▸ **Given request**:
Rewrite the entries below as a JSON list of strings, one string per line and no blank lines, starting at the beginning of the entries and ending at the line that contains "96), (128, 93)]". Leave the pictures out of the list.
* start *
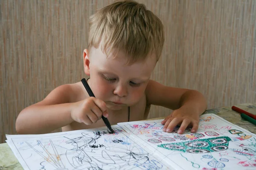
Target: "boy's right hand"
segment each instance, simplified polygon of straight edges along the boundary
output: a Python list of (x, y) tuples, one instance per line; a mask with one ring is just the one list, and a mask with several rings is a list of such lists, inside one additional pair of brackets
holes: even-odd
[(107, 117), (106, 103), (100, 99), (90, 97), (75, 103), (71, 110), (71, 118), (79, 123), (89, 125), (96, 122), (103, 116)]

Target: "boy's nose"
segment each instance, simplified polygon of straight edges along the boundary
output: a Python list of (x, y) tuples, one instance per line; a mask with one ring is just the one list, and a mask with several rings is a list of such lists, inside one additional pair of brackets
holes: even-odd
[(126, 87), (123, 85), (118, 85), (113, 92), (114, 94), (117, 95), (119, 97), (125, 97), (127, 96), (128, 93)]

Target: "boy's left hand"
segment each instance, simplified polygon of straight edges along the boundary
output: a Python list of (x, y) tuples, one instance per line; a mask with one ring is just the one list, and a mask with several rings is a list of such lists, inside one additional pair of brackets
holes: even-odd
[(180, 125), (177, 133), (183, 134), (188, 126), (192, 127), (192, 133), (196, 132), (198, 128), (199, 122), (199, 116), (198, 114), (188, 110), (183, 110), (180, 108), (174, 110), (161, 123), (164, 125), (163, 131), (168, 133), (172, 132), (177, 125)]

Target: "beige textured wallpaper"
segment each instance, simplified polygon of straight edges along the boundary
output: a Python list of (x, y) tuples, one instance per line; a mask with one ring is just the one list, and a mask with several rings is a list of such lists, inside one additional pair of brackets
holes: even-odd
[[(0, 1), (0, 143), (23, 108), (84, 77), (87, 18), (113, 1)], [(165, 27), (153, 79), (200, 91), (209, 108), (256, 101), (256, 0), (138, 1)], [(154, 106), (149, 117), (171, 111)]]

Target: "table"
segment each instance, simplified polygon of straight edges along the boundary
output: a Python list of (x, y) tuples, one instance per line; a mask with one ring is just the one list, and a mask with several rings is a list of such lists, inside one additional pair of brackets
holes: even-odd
* end *
▸ **Solution**:
[
  "Target: \"boy's right hand\"",
  "segment each instance, simplified polygon of straight edges along the boundary",
  "output: a Python list of (x, y) tuples, one instance per line; a mask with one ring is just the one list, and a mask with several rings is a list of such lists, inside one additional pair of brackets",
  "holes: even-odd",
  "[(107, 117), (106, 103), (100, 99), (90, 97), (75, 103), (71, 110), (71, 118), (79, 123), (89, 125), (96, 122), (103, 116)]",
  "Target: \"boy's nose\"",
  "segment each instance, simplified polygon of straight edges along the boundary",
  "output: a Python list of (x, y) tuples, one instance per line; a mask with one ring is just the one list, and a mask with several rings is a list of such lists, inside one additional pair of brackets",
  "holes: even-odd",
  "[(126, 87), (123, 85), (118, 85), (113, 92), (114, 94), (117, 95), (119, 97), (125, 97), (127, 96), (128, 93)]"
]